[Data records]
________________

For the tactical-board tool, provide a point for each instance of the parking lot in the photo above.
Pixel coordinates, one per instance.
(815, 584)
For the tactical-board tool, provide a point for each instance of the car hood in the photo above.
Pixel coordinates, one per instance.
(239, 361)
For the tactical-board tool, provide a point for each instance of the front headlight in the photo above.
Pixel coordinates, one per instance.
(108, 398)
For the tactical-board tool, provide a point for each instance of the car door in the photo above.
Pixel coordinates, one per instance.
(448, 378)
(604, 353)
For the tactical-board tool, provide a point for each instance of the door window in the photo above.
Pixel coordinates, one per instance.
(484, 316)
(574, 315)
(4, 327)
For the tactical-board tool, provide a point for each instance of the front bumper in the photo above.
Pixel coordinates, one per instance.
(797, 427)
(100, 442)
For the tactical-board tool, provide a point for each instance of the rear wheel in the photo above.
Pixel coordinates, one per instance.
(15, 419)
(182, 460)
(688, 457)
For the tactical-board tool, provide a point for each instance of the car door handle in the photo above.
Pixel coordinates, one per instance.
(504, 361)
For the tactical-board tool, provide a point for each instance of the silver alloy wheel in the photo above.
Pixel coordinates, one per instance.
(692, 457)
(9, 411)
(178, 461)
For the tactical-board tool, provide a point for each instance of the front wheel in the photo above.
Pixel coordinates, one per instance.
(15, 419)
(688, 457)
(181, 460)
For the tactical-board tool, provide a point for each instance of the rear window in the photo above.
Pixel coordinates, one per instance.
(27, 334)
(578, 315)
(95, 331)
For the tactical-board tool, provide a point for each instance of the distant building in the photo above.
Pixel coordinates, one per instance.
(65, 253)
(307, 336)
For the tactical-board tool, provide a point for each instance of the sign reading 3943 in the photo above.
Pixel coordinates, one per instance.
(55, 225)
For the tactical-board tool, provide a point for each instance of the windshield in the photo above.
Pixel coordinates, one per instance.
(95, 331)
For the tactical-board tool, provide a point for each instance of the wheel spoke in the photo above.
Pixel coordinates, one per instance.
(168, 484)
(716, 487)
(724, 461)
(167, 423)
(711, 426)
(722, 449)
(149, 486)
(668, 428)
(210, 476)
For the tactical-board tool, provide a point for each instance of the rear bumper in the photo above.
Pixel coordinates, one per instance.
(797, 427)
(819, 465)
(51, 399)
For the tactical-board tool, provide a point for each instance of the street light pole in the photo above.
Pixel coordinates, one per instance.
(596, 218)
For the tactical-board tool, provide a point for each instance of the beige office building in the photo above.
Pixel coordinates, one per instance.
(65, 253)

________________

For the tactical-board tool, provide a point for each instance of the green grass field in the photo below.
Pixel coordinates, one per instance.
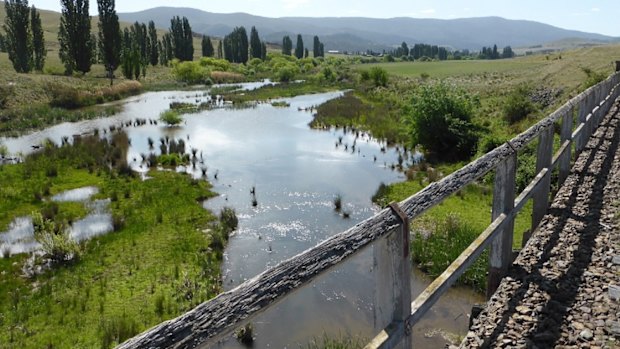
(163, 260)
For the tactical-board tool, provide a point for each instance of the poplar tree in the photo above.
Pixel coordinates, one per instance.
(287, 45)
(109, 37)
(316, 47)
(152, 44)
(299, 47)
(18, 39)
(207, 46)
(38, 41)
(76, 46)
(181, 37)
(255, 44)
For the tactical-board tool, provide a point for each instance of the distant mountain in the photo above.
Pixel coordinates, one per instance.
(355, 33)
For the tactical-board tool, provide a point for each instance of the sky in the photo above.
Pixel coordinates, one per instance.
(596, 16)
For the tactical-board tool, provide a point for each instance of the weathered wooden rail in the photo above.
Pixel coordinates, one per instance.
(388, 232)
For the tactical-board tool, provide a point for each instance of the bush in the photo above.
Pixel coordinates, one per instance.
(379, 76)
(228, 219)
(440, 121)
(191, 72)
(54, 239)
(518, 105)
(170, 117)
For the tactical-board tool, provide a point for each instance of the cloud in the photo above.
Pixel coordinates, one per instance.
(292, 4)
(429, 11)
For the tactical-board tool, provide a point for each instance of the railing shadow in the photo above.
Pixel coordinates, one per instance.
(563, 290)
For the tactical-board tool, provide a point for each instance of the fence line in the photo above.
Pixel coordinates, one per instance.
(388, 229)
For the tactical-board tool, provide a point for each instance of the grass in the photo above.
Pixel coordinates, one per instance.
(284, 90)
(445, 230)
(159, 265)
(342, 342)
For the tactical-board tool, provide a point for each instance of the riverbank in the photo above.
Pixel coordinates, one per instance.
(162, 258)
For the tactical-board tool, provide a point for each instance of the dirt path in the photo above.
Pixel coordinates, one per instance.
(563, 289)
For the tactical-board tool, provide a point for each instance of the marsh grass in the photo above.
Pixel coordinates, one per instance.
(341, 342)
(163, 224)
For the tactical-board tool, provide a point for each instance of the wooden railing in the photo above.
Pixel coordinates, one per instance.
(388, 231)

________________

> **TRY IT**: Please transcribe exactly the lines above from the line that has "lot in the photo above." up to and including the line that has "hood in the photo above."; no other line belongs in the answer.

> **EXERCISE SOLUTION**:
For the tactical-board tool, provide a point for each instance of the parking lot in the photo above.
Pixel coordinates, one per instance.
(815, 584)
For the tactical-board tool, provide a point for each instance of the car hood in the photo above.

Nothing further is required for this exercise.